::: Task material

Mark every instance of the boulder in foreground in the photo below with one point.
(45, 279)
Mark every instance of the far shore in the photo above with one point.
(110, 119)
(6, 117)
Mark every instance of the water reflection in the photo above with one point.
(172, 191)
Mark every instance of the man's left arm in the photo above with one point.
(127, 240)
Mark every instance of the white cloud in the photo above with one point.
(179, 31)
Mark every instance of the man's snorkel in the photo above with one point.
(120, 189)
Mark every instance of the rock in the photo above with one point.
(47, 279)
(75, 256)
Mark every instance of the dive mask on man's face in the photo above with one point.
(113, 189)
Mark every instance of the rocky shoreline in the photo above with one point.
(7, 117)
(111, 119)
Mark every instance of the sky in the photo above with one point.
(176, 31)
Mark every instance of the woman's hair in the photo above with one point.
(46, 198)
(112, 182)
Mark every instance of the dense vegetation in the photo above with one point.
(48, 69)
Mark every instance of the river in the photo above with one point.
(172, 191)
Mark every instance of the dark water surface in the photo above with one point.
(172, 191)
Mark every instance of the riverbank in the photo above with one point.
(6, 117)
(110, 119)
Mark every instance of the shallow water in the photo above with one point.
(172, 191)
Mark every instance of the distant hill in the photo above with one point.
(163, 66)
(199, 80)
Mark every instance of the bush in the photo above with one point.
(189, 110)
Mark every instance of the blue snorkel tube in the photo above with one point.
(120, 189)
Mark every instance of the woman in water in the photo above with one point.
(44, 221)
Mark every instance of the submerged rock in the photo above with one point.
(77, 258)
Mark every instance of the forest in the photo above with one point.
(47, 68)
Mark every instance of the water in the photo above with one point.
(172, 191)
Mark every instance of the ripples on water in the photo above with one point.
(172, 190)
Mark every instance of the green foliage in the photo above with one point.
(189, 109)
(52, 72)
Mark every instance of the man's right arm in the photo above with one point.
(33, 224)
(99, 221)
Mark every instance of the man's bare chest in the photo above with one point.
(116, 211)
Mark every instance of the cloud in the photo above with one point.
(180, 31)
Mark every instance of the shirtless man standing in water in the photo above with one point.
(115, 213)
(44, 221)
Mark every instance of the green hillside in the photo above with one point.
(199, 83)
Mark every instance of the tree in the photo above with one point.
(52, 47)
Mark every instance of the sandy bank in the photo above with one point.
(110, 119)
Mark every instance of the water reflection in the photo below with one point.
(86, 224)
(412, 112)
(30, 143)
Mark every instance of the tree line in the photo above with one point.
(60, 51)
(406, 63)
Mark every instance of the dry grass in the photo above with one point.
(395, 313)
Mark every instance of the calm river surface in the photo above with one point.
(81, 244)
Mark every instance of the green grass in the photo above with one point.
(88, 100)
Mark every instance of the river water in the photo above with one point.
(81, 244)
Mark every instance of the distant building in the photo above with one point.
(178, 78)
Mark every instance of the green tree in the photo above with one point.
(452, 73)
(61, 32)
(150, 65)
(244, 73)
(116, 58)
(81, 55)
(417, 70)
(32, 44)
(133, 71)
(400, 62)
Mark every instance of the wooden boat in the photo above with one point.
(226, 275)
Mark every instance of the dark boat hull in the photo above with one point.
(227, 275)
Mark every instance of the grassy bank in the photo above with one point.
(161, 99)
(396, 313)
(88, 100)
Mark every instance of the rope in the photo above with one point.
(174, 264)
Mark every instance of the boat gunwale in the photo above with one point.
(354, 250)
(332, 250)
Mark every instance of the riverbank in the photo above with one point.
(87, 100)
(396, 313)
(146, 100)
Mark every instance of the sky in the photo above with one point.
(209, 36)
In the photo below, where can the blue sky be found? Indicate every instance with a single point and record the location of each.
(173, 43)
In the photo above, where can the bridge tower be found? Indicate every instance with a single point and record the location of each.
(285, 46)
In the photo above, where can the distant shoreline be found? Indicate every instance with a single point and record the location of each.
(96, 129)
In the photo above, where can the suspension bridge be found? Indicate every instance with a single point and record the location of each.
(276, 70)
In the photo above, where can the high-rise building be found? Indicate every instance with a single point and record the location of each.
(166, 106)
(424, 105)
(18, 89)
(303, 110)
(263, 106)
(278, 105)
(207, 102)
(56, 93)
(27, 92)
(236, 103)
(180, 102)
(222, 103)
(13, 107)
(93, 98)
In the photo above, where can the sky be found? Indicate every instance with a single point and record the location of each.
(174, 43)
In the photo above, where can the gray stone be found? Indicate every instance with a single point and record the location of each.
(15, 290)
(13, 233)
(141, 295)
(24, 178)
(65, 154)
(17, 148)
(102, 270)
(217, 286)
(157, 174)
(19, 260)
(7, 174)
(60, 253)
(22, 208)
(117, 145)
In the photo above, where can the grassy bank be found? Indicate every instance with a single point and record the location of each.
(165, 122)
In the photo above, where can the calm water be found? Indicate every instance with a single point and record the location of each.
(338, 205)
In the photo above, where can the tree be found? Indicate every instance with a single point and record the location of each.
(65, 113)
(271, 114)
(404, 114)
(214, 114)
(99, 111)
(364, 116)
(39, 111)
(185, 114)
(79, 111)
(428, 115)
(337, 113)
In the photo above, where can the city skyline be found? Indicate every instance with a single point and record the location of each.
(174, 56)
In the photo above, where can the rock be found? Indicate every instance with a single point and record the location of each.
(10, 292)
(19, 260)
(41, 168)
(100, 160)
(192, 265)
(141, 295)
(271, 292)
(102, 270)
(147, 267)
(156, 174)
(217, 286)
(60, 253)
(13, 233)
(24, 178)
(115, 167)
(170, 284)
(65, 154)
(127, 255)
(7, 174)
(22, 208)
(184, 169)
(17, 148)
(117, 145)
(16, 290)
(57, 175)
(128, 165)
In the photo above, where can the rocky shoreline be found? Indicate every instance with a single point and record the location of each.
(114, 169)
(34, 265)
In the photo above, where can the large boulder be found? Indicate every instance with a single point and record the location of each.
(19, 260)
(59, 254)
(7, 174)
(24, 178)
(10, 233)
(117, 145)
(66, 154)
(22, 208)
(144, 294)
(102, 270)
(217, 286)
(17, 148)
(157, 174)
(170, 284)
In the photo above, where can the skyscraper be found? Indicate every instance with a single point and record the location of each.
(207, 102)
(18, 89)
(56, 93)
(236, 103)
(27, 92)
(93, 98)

::::::

What you should do: Return every entry verbatim.

Written response:
Mark every instance of the boulder in foreground in the photo below with one point.
(45, 279)
Mark every instance of the far shore in the photo above with one point.
(110, 119)
(6, 117)
Mark every instance of the water reflection in the photo above with one point.
(172, 191)
Mark every instance of the man's left arm in the photo above with one point.
(127, 240)
Mark every instance of the white cloud in the photo above with one point.
(179, 31)
Mark every instance of the man's snorkel in the photo above with one point.
(120, 189)
Mark every instance of the rock in the photo above with one point.
(47, 279)
(75, 256)
Mark every instance of the dive mask on man's face in the photo above with one point.
(113, 189)
Mark every instance of the rocky shoreline in the photo above with one point.
(7, 117)
(111, 119)
Mark every instance of the sky in the photo above with one point.
(176, 31)
Mark every instance of the woman's hair in the photo above with one point.
(46, 198)
(112, 182)
Mark every instance of the dense vegetation in the photo above with one point.
(48, 69)
Mark every instance of the river in the photo above with one point.
(172, 191)
Mark every instance of the dark water surface in the photo above with one point.
(172, 191)
Mark every instance of the riverbank in the photo above with one point.
(6, 117)
(110, 119)
Mark every instance of the shallow water in the photo above with one point.
(172, 191)
Mark every instance of the distant hill in the photo above with one point.
(163, 66)
(199, 80)
Mark every instance of the bush in the photo above with one point.
(189, 110)
Mark every instance of the blue snorkel tube in the photo above with one point.
(120, 189)
Mark every instance of the woman in water in the photo above with one point.
(44, 221)
Mark every instance of the submerged rock in the photo above with one point.
(77, 258)
Mark every instance of the forest in the photo above with one point.
(47, 68)
Mark every instance of the water in the photo above with one point.
(172, 191)
Mark every instance of the ripples on water in the photo above with one point.
(172, 190)
Mark every instance of the green foliage in the photo above with one point.
(189, 109)
(52, 72)
Mark every instance of the man's right arm in the photo above with one point.
(33, 224)
(99, 221)
Mark every instance of the man's bare chest in the photo above with one point.
(116, 211)
Mark every instance of the cloud in the photo above with one point.
(180, 31)
Mark every instance of the shirtless man standing in water in the photo above with one point.
(115, 213)
(44, 221)
Mark every instance of the green hillside in the photo above with one point.
(199, 83)
Mark every instance of the tree in the photo above with one point.
(52, 47)
Mark every instance of the sandy bank in the photo above with one point.
(110, 119)
Mark every instance of the water reflection in the photo below with one point.
(86, 224)
(412, 112)
(30, 143)
Mark every instance of the tree line in the photo above with one point.
(60, 51)
(406, 63)
Mark every instance of the dry grass in the photo above with one point.
(395, 313)
Mark every instance of the calm river surface in the photo above with one point.
(81, 244)
Mark every instance of the green grass in the photo above with one point.
(88, 100)
Mark every instance of the river water in the photo above with one point.
(81, 244)
Mark every instance of the distant building in the photo above with one point.
(178, 78)
Mark every instance of the green tree in the photo above with one point.
(452, 73)
(61, 32)
(150, 65)
(244, 73)
(116, 58)
(81, 55)
(417, 70)
(32, 44)
(133, 71)
(400, 62)
Mark every instance of the wooden boat in the photo above with one point.
(226, 275)
Mark every instance of the dark boat hull in the photo above with one point.
(227, 275)
Mark every instance of the grassy bank in the photo above with one point.
(161, 99)
(396, 313)
(88, 100)
Mark every instance of the rope in the photo above with one point.
(174, 264)
Mark every instance of the boat gunwale in the photo above with one point.
(354, 250)
(332, 250)
Mark every instance of the riverbank in the photo above with one point.
(87, 100)
(396, 313)
(146, 100)
Mark every instance of the sky in the photo above with one point.
(209, 36)
In the photo below, where can the blue sky be found? Indicate every instance with a single point and record the location of each.
(173, 43)
In the photo above, where can the bridge tower be found? Indicate every instance with a single point and record the location of each.
(285, 46)
In the photo above, where can the distant shoreline be found? Indicate every instance with a single point and record the location of each.
(96, 129)
In the photo above, where can the suspension bridge be found? Indicate every instance with a single point and record the location of each.
(276, 70)
In the photo above, where can the high-rise building be found? Indicate every instance with a single point and record the location of each.
(166, 106)
(424, 105)
(18, 89)
(303, 110)
(263, 106)
(278, 105)
(207, 102)
(56, 93)
(27, 92)
(236, 103)
(180, 102)
(222, 103)
(13, 107)
(93, 98)
In the photo above, where can the sky be found? Indicate every instance with a single point and record the location of each.
(174, 43)
In the photo above, where can the gray stone be found? Indicate every instance with a single point and record the location of each.
(15, 290)
(13, 233)
(141, 295)
(24, 178)
(65, 154)
(17, 148)
(102, 270)
(217, 286)
(157, 174)
(19, 260)
(7, 174)
(60, 253)
(22, 208)
(117, 145)
In the photo above, where can the grassy bank be found? Indicate every instance with a single point and record the location of each.
(165, 122)
In the photo above, where can the calm water be found? Indicate every instance with a single point and record the location of each.
(338, 205)
In the photo above, where can the tree be found? Indicate every instance with a single point and record the location of each.
(65, 113)
(271, 114)
(404, 114)
(214, 114)
(99, 111)
(364, 116)
(39, 111)
(185, 114)
(79, 111)
(428, 115)
(337, 113)
In the photo above, where can the city skyline be found? Indicate every instance with a single point and record the location of each.
(174, 56)
In the photo above, where can the rock be found? Indicate every instance with a single point and record the location of each.
(10, 292)
(19, 260)
(41, 168)
(100, 160)
(192, 265)
(141, 295)
(271, 292)
(102, 270)
(147, 267)
(156, 174)
(217, 286)
(60, 253)
(13, 233)
(24, 178)
(115, 167)
(170, 284)
(65, 154)
(127, 255)
(7, 174)
(22, 208)
(184, 169)
(17, 148)
(117, 145)
(16, 290)
(57, 175)
(128, 165)
In the photo above, where can the rocky shoreline be found? Indicate every instance with a single point and record the location of each.
(114, 169)
(34, 265)
In the photo above, where can the large boulder be found? Indicate every instance with a single point and record the location of each.
(19, 260)
(59, 254)
(7, 174)
(24, 178)
(10, 233)
(117, 145)
(66, 154)
(22, 208)
(144, 294)
(102, 270)
(217, 286)
(17, 148)
(157, 174)
(170, 284)
In the photo above, where can the skyscraper be found? Indicate every instance with a single point and record the location of each.
(207, 102)
(18, 89)
(56, 93)
(236, 103)
(27, 92)
(93, 98)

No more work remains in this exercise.